## Set of tasks
1: List every person named in the passage about Second Stride.
2: Please reproduce everything in the listing from the line containing "point: the flag" down to the listing's final line, both included.

These days modern dance and mime companies offer theatrical mixes of every kind. Everything is grist to their mills: dance and mime, speech and song, cinema and video with every type of musical or rhythmic sound accompaniment.
A British company that is daring and successful in this Mixed Media style is called Second Stride. The name needs a brief explanation. Back in 1972 Richard Alston, then a highly promising dancer trained at the London School of Contemporary Dance, formed a small group that he called Strider. In the way of such ventures it made its mark and then disintegrated. In 1982, however, Alston (now director of the prestigious Rambert Dance Company) decided, in collaboration with Siobhan Davies and Ian Spink, to resuscitate the defunct Strider as Second Stride.

## Raw data
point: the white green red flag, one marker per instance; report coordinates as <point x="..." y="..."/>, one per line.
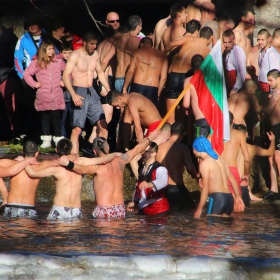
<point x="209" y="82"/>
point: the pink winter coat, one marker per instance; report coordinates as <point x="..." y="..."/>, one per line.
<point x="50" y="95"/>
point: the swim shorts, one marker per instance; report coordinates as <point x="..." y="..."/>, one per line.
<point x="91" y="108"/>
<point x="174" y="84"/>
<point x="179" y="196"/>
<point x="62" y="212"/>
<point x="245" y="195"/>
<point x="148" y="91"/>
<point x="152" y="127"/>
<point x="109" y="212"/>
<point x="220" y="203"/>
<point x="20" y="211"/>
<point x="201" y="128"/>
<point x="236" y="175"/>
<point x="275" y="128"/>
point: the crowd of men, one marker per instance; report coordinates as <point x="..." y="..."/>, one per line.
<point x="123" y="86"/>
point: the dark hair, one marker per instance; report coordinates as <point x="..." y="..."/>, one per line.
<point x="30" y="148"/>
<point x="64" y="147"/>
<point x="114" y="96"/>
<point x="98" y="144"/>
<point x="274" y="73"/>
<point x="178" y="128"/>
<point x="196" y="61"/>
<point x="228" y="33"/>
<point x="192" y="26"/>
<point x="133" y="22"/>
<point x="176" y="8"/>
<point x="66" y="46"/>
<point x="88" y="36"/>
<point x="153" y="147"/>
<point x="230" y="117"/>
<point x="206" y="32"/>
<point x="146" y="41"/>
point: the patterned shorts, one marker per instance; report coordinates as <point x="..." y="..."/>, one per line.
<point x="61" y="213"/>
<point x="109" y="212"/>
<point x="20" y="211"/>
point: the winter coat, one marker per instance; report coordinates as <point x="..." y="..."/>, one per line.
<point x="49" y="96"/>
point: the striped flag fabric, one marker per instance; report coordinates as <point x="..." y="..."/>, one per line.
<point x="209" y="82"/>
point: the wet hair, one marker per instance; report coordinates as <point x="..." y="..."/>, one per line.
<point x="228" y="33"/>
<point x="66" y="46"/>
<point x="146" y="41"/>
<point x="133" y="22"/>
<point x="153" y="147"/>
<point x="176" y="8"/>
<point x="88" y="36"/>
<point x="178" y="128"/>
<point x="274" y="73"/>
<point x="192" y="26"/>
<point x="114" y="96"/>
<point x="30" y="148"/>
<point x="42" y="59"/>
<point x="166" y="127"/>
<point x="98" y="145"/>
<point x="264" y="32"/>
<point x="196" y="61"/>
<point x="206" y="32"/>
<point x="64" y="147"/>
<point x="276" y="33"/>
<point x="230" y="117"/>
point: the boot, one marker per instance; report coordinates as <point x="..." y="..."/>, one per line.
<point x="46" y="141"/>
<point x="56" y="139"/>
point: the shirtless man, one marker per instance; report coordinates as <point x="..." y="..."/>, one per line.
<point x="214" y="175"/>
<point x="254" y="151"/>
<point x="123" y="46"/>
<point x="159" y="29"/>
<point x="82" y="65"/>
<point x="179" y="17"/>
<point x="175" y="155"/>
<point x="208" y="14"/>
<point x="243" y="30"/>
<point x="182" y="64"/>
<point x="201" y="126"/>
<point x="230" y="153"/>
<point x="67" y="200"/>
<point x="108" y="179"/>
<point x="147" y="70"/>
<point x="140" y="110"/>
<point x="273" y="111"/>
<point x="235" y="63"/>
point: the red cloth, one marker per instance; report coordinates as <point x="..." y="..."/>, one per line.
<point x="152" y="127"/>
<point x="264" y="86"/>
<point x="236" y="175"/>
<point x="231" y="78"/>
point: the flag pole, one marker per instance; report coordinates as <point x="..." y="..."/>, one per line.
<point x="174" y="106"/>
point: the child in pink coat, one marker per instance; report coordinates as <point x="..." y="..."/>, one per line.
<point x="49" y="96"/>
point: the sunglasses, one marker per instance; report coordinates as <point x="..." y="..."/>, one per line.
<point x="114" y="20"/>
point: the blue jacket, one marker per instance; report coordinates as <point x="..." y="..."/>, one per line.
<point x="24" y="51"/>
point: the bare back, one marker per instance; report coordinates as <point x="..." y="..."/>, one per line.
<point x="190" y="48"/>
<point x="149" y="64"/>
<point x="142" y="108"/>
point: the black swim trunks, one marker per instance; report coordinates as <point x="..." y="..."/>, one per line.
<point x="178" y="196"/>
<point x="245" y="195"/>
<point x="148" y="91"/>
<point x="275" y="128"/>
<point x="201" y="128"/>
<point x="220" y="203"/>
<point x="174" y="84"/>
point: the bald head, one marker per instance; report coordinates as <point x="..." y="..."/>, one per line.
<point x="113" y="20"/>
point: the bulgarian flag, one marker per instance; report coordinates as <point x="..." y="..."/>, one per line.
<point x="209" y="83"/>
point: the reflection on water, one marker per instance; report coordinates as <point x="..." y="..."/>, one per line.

## Answers per task
1:
Richard Alston
Siobhan Davies
Ian Spink

2:
point: the flag pole, one marker per instance; report coordinates as <point x="..." y="..."/>, one per line.
<point x="174" y="106"/>
point: the child in pink coat, one marker per instance; report coordinates as <point x="..." y="..."/>, one per line.
<point x="49" y="96"/>
point: the sunglasses, one marker per instance; report coordinates as <point x="..." y="..."/>, one per line.
<point x="114" y="20"/>
point: the blue jacket, one marker per instance; report coordinates as <point x="..." y="..."/>, one per line.
<point x="24" y="51"/>
point: the bare back, one marker per instance; report coordinates as <point x="..." y="..."/>, one per line.
<point x="190" y="48"/>
<point x="149" y="64"/>
<point x="142" y="108"/>
point: the black swim trunks, one marker per instance; report coordinates as <point x="..." y="..."/>, one per line.
<point x="178" y="196"/>
<point x="245" y="195"/>
<point x="148" y="91"/>
<point x="275" y="128"/>
<point x="201" y="128"/>
<point x="220" y="203"/>
<point x="174" y="84"/>
point: the bald head, one marker per instance; report coordinates as <point x="..." y="..."/>, one per line.
<point x="113" y="20"/>
point: the bulgarian flag, one marker per instance; report coordinates as <point x="..." y="..."/>, one per line.
<point x="209" y="83"/>
point: the reflection on water, one marker per instance; report coordinates as <point x="..." y="..."/>, one per line.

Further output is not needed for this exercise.